* ASSIGNED TASK: Write out again, word for word, the lines below from the line that holds "Target: small window on stone building" through the line that holds "Target: rolled yoga mat", omitting pictures.

* LISTED RECORDS:
▶

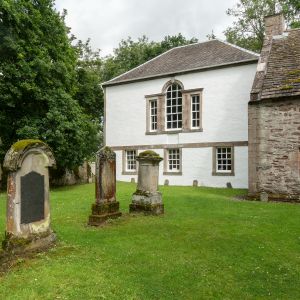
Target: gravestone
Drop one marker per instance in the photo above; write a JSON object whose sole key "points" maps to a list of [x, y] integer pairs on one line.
{"points": [[147, 198], [264, 197], [28, 209], [105, 206]]}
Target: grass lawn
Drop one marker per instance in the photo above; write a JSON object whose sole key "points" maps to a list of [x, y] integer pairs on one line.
{"points": [[206, 246]]}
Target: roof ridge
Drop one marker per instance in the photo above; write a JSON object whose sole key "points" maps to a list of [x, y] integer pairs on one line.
{"points": [[115, 79], [146, 62], [238, 47]]}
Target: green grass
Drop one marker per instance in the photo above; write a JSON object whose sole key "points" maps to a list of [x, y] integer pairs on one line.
{"points": [[206, 246]]}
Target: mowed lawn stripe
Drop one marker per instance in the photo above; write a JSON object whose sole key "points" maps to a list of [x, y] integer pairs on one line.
{"points": [[208, 245]]}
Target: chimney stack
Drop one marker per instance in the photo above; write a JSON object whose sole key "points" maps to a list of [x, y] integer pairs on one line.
{"points": [[274, 25]]}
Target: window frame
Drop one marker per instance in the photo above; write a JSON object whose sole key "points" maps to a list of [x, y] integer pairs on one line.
{"points": [[179, 89], [125, 170], [167, 170], [217, 172], [192, 111], [153, 100]]}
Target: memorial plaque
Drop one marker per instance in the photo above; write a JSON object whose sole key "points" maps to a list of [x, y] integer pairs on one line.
{"points": [[32, 198]]}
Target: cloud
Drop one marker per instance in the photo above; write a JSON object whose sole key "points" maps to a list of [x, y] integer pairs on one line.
{"points": [[107, 22]]}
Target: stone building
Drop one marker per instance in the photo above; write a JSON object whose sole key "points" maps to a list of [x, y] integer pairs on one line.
{"points": [[274, 115], [190, 105]]}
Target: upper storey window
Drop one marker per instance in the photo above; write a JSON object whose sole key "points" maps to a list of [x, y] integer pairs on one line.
{"points": [[174, 106]]}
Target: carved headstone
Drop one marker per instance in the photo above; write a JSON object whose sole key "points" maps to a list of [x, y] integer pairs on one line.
{"points": [[28, 209], [105, 206], [147, 198]]}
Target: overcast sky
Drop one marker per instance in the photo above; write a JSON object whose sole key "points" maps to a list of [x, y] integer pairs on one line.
{"points": [[106, 22]]}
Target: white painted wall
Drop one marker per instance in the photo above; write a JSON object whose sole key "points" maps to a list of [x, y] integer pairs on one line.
{"points": [[225, 100], [197, 165]]}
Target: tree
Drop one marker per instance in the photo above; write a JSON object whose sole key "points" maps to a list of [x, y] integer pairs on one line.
{"points": [[248, 29], [39, 83], [89, 93]]}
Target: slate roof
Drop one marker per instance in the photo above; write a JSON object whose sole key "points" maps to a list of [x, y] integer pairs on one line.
{"points": [[190, 58], [282, 78]]}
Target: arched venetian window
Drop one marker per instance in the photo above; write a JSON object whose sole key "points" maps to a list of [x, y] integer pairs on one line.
{"points": [[174, 106]]}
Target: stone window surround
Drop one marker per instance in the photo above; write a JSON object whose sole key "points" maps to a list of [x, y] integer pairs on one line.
{"points": [[124, 161], [186, 112], [166, 169], [214, 161]]}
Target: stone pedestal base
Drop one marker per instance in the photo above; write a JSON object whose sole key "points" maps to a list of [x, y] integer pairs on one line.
{"points": [[103, 212], [147, 203], [33, 242], [146, 208]]}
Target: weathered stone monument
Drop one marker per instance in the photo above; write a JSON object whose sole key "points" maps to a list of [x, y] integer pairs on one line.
{"points": [[147, 198], [105, 206], [28, 209]]}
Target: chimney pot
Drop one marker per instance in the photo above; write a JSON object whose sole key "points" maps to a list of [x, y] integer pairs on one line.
{"points": [[274, 25]]}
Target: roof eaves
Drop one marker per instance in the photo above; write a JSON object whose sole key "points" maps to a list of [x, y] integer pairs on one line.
{"points": [[241, 62]]}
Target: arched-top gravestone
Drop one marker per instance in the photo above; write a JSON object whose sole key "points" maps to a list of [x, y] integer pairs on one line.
{"points": [[106, 205], [28, 209], [147, 198]]}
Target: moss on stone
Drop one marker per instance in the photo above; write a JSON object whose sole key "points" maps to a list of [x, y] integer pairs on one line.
{"points": [[287, 87], [21, 145], [294, 72]]}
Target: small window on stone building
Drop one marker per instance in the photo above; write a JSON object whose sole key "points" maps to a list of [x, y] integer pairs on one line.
{"points": [[153, 115], [131, 160], [174, 107], [223, 161], [195, 111], [173, 160]]}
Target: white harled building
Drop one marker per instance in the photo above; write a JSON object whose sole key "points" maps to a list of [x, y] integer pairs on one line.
{"points": [[189, 104]]}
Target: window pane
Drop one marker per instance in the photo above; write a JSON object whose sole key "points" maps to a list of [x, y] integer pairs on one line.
{"points": [[174, 107], [131, 160], [195, 113], [223, 159]]}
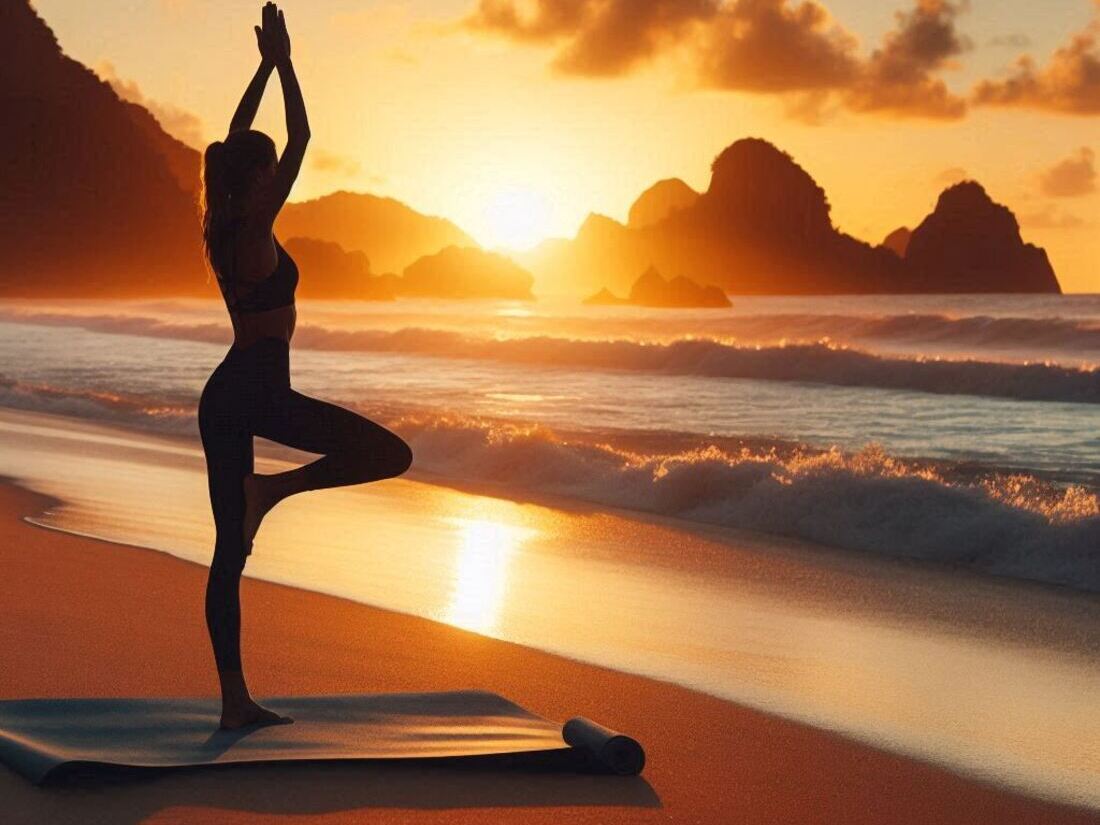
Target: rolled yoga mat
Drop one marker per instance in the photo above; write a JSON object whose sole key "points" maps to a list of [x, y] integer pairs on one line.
{"points": [[42, 738]]}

◀

* RESPONSE BOX:
Target: small window on stone building
Drop one marker per instance in the photo above; write a JSON object whose sole key "points" maps to a list of [x, y] integer pairs on one line.
{"points": [[153, 115], [131, 160], [174, 107], [223, 161], [195, 111], [173, 160]]}
Target: white harled building
Drop one marker per instance in the photo above; write a JSON object whose sole key "points" maps to a list of [x, y] integer pairs on one line.
{"points": [[189, 104]]}
Target: window pane
Drop one marker per instance in the photo above; write a JSON object whose sole key "points" maps to a list of [x, y] integer pairs on one line.
{"points": [[174, 107], [131, 160], [195, 113], [223, 159]]}
Target: rolled yoga mat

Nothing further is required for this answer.